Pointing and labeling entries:

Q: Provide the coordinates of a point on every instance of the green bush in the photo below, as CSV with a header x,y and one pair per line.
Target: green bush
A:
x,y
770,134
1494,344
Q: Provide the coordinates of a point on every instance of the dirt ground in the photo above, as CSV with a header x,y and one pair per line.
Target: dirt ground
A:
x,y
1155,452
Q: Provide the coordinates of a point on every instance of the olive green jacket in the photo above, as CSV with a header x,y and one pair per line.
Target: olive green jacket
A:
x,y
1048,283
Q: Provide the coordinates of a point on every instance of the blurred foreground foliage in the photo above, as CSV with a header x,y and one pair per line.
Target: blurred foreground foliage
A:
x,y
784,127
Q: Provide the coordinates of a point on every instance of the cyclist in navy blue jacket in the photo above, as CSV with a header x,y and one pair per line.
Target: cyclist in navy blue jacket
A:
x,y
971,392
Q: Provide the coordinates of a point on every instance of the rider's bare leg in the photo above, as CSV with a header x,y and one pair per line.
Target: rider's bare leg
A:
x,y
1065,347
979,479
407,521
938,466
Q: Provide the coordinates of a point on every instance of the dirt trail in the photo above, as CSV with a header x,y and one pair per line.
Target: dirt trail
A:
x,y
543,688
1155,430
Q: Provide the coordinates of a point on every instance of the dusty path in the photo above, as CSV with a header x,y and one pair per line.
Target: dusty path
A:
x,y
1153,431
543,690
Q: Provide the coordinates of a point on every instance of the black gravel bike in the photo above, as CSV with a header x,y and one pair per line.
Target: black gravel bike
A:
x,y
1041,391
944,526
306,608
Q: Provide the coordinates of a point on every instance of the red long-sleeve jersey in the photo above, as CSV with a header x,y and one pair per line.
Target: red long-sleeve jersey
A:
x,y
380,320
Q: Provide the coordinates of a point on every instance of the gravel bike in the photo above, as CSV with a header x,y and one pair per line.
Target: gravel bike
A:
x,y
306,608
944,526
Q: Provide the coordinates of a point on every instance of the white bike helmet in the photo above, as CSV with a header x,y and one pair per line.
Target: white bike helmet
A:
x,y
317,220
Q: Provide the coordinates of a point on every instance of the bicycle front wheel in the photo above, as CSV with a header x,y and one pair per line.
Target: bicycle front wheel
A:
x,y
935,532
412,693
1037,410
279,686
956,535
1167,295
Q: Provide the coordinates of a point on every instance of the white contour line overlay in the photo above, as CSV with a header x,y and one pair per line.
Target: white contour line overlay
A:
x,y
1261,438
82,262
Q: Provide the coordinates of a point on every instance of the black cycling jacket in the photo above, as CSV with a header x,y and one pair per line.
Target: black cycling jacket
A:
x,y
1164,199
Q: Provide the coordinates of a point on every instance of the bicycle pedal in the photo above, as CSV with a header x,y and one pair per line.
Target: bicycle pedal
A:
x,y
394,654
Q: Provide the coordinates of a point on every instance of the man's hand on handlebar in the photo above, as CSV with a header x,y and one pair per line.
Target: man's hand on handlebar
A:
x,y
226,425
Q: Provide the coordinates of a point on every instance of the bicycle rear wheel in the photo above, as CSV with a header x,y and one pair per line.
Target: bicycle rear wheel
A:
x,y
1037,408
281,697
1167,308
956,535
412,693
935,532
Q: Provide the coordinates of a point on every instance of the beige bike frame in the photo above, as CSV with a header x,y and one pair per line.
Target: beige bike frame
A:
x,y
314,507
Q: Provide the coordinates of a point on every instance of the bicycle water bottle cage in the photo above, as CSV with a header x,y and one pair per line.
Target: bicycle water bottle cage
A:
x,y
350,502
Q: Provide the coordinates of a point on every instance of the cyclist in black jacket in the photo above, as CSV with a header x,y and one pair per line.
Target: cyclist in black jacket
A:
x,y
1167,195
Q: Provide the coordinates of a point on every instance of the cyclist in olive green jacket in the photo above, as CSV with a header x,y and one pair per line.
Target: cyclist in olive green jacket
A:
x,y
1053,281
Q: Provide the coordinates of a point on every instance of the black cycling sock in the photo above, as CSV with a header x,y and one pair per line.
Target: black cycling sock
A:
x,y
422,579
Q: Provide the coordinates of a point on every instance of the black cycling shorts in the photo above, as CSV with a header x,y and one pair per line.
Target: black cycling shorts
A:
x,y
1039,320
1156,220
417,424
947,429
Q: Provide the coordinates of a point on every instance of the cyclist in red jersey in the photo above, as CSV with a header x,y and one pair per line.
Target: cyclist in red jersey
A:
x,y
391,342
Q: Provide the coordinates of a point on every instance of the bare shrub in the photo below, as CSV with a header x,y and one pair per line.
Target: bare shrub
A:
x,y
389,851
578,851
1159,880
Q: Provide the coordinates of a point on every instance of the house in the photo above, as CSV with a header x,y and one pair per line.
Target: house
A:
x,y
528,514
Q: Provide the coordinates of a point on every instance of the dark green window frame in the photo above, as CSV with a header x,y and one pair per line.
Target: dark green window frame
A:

### Set problem
Repeat the data above exactly.

### The completed task
Q: Provide the coordinates of a point on every instance of the green bush in the photo below, as CSV with a header x,y and one pair per line.
Target: green bush
A:
x,y
770,134
1494,344
Q: Provide the coordinates of a point on every instance of the dirt ground in the photo above, as CSV with a header x,y and one pair per line.
Target: dirt ground
A:
x,y
1155,452
Q: Provide the coordinates of a point on every instance of the olive green jacket in the photo above, as CSV with a header x,y and one pair per line.
Target: olive green jacket
A:
x,y
1048,283
Q: Provide the coordinates of a point on every instance of the blurred foreground foliage in the photo above, as CSV with a header x,y and one pair per line.
Target: blurred foreground foliage
A:
x,y
784,127
Q: Provide the coordinates of a point on every instance of the cyclist in navy blue jacket in the photo above, as CSV with a header x,y and one pair per line.
Target: cyclist in navy blue jacket
A:
x,y
971,392
Q: Provide the coordinates of a point on every instance of the rider's bare leg in the photo above, as CSV with a header x,y and one pair per line.
Target: rider's bare leg
A:
x,y
1065,347
979,479
407,521
938,466
Q: Provide the coordinates of a point on every instance of the dirt trail in the photo above, as CSV with a header x,y and one pair per line.
Target: dirt trail
A:
x,y
543,688
1155,430
Q: Provide the coordinates of a point on every instance of the dusty path in the photo above, as CSV with a header x,y and one pair per line.
Target: dusty path
A:
x,y
1153,431
543,690
Q: Provide the coordinates of a point on every instance of the black gravel bike in the photo above, as CSV with a header x,y and one pair per line.
Target: black gravel bike
A:
x,y
1041,391
944,526
306,608
Q: Provide the coordinates of a point on every instance of the red long-sleeve jersey in the photo above, as CSV with a header x,y and one pair per line.
Target: red long-sleeve jersey
A:
x,y
380,320
Q: Provide the coordinates of a point on every instance of the gravel bike in the photo above, as CSV with a header x,y and one pair per line.
Target: gravel bike
A:
x,y
306,608
944,526
Q: Provide the coordinates of a point on every instance of the white bike helmet in the photo above, as CSV with a header x,y and one pair per line.
Target: white bike helmet
A:
x,y
317,220
Q: Provide the coordinates of a point on every instance of the bicycle front wheel in the photo above, as CSV with a header x,y and one pair per line.
Target: bicycle front wheel
A:
x,y
935,532
412,693
1037,410
279,686
956,535
1167,295
Q: Provide the coordinates of a point on every instance of the white contour line overlay in the photo above, as CSV with a header x,y and one pair per line.
Target: white contour line overlay
A:
x,y
1261,438
82,262
Q: Provide the coordinates of a point on every instance of the black cycling jacket in the photo above, as CSV with a header x,y and one pair per line.
Target: black cycling jacket
A:
x,y
1164,199
Q: Provide the coordinates of a point on every instance of the bicycle pedal in the photo above, as CSV with a header x,y and one pair per line.
Target: bicycle pedal
A:
x,y
394,654
Q: Provide the coordinates of a point on every instance of the man's hand on handlebar in the photo above, as CSV with a header x,y and one pair per line.
Target: man's hand on handlebar
A:
x,y
226,425
Q: Provide the coordinates of a point on every instance of the bicycle rear wheel in the photo above, as CSV with a header x,y and one pair per line.
Target: bicycle rear wheel
A:
x,y
1037,408
281,697
1167,308
956,535
412,693
935,532
Q: Provide the coordinates of a point on every instance of the beige bike frame in the photo above, as CSV with a header x,y and one pair per line.
Target: beige bike frame
A:
x,y
314,507
Q: Provide the coordinates of a point on every instance of the bicycle water bottle cage in the photo above, as CSV with a header x,y and one pair per line.
Target: bicycle water bottle cage
A:
x,y
350,502
Q: Provide the coordinates of a point on every instance of the cyclist in black jacket in the photo above, as CSV with a header x,y and one pair per line.
Target: cyclist in black jacket
A:
x,y
1167,195
Q: Provide the coordinates of a point on every instance of the cyclist in olive green jacket in the photo above, as CSV with a header x,y and one pair per line.
Target: cyclist in olive green jacket
A:
x,y
1053,281
Q: Provide the coordinates of a point on every instance of the black cycling sock in the photo above, as CSV with a header x,y and one pair per line.
Target: black cycling sock
A:
x,y
422,579
Q: Provide the coordinates of a point on every instance of the black cycling shorts in the photo above, as CSV with a header x,y and one pair per line.
Target: black cycling shorts
A:
x,y
1039,320
1156,220
417,424
947,429
Q: Provide the coordinates of a point on every instance of the cyclist in red jersey in the photo above, as CSV with a header x,y and one pair per line.
Target: cyclist in red jersey
A:
x,y
391,342
Q: Provide the coordinates of a point on every instance of the bare shrub in the photo below, as CSV with a header x,y and one pair per line.
Target: bare shrub
A:
x,y
389,851
578,851
1159,880
Q: Provide the coordinates of a point on every instance of the house in the photo above, as CSV with a header x,y and one pair per line.
Target: house
A:
x,y
528,514
Q: Provide the coordinates of a point on every instance of the dark green window frame in the photo above, as CSV with a header x,y and one pair per line.
Target: dark green window frame
A:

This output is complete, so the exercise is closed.